# start of Rows
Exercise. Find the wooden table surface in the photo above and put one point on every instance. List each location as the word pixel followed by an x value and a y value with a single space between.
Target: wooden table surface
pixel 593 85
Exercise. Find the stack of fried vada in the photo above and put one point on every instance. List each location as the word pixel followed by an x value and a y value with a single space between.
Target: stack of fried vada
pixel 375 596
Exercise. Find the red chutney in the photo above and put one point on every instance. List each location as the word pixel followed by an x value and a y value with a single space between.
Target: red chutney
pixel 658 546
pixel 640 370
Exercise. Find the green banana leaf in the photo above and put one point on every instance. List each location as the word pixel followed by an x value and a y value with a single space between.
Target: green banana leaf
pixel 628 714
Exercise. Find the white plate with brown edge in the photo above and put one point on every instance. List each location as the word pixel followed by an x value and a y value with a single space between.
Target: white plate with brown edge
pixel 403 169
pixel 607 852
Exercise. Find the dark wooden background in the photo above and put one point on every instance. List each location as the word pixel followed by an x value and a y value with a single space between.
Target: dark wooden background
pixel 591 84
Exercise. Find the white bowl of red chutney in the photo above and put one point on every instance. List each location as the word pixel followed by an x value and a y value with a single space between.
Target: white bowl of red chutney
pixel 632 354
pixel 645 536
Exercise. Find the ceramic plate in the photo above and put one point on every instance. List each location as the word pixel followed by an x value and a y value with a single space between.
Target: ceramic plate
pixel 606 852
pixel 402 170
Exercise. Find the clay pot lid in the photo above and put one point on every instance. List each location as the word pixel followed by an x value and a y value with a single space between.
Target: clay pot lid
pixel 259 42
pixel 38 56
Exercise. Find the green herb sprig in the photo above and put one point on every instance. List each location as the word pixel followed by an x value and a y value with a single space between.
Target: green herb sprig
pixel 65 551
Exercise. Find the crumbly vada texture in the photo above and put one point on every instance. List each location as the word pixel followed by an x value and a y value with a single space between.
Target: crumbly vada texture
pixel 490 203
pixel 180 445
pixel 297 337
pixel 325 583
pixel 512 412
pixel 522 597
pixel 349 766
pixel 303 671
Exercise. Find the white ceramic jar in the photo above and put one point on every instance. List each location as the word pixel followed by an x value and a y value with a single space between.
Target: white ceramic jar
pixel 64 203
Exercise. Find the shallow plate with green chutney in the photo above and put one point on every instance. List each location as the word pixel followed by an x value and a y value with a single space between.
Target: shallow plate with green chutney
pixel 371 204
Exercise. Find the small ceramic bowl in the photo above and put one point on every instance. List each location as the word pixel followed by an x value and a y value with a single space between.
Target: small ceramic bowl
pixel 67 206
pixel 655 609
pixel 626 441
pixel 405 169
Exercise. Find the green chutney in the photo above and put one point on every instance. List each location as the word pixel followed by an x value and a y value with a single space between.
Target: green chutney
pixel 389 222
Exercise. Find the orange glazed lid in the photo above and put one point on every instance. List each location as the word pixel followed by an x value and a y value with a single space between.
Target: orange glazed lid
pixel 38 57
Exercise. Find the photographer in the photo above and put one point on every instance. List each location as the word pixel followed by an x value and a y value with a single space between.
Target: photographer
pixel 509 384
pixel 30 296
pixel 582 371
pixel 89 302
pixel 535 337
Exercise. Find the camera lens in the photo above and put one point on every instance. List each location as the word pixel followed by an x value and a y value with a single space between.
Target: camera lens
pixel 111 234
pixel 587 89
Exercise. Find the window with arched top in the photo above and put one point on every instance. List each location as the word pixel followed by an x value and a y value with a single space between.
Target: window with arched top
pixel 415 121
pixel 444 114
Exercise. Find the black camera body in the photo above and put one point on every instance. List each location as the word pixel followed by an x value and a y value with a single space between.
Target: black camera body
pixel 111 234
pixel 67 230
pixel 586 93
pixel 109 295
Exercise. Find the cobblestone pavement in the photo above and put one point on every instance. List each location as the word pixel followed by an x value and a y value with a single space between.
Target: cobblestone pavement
# end of Rows
#### Task details:
Please express everything from the start of the records down to the line containing "pixel 375 596", inclusive, as a JSON list of strings, one string per line, with blank lines omitted.

#### Written answer:
[
  "Exercise. Find the wooden table surface in the photo above and put one point on every instance. List each location as the word pixel followed by an x value and a y value with a single space between.",
  "Target: wooden table surface",
  "pixel 593 85",
  "Exercise. Find the stack of fried vada in the photo above and put one point on every instance. List each location as the word pixel followed by an x value and a y value with a single space between.",
  "Target: stack of fried vada",
  "pixel 375 596"
]